======== Dataset excerpts ========
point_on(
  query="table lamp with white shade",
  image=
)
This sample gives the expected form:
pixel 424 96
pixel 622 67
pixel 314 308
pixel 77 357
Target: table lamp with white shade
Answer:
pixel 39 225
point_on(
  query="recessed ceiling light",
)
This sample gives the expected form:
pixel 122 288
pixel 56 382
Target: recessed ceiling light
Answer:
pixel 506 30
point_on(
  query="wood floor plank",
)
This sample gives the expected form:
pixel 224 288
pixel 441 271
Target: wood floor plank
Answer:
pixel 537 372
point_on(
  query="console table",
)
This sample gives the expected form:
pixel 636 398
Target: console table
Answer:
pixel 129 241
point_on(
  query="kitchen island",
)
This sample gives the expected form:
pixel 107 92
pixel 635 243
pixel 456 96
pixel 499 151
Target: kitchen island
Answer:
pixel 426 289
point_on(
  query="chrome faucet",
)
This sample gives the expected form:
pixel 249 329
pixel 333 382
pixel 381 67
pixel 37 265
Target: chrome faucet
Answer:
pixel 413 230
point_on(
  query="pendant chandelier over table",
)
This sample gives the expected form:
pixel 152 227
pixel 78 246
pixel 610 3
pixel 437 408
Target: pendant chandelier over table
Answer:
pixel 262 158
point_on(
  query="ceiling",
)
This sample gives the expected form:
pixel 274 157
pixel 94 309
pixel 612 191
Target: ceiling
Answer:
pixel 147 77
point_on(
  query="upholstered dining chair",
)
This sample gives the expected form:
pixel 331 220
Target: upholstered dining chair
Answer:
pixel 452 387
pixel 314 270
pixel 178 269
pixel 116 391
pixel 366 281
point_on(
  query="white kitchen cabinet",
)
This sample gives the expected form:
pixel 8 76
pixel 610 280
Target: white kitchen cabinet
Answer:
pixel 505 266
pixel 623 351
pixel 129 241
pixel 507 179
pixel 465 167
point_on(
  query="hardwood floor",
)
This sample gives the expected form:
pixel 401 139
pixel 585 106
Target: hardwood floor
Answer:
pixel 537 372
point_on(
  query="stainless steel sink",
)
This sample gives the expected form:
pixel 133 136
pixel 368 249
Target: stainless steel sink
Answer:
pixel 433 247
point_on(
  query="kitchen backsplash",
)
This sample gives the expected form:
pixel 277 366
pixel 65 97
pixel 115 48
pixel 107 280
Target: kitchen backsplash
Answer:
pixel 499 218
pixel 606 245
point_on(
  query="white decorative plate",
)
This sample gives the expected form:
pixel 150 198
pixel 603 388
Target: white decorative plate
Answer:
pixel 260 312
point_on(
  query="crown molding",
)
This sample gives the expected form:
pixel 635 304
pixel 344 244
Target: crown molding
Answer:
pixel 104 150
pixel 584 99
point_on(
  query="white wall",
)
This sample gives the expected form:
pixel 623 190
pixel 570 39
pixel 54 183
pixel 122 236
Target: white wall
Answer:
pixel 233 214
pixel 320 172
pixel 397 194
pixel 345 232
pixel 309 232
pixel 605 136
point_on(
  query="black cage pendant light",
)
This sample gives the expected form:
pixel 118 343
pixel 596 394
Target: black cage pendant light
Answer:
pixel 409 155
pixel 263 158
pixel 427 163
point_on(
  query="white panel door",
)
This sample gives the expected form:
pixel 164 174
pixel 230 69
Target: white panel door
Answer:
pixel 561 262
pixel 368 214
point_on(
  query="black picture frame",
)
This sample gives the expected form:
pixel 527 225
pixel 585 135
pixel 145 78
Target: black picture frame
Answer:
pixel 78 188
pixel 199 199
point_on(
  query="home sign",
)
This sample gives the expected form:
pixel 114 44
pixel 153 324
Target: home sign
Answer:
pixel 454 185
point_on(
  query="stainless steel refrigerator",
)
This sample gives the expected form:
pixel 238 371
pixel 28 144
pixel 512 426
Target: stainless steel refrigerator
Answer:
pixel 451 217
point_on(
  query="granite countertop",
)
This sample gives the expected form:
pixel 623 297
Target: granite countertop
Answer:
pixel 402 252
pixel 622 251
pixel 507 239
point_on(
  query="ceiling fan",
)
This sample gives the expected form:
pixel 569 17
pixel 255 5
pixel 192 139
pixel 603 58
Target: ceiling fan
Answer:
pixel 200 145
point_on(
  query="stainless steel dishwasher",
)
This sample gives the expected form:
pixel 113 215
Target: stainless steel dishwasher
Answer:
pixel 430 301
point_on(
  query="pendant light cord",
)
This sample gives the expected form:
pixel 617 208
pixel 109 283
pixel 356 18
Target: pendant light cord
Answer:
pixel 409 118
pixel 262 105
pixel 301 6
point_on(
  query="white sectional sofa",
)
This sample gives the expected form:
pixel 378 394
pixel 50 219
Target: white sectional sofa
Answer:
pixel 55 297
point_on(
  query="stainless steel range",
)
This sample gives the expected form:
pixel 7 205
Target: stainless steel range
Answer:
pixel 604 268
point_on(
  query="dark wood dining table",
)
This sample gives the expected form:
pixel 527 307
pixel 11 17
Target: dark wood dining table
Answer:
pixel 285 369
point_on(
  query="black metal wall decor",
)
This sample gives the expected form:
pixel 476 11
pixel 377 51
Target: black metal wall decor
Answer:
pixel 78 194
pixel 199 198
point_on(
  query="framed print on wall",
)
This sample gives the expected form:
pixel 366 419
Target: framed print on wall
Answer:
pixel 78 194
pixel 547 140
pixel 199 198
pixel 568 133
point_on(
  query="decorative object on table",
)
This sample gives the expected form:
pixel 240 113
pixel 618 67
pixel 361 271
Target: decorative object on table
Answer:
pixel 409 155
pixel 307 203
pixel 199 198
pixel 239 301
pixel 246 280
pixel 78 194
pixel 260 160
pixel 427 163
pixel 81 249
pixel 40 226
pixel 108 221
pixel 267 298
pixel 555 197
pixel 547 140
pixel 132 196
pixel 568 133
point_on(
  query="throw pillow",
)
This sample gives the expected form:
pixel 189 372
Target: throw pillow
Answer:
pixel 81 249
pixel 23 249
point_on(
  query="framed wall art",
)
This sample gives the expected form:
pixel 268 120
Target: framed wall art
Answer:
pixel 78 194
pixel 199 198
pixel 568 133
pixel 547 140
========
= What needs to be done =
Look through the data above. Copy every line with the string "console" in it.

= Response box =
  query="console table",
Target: console table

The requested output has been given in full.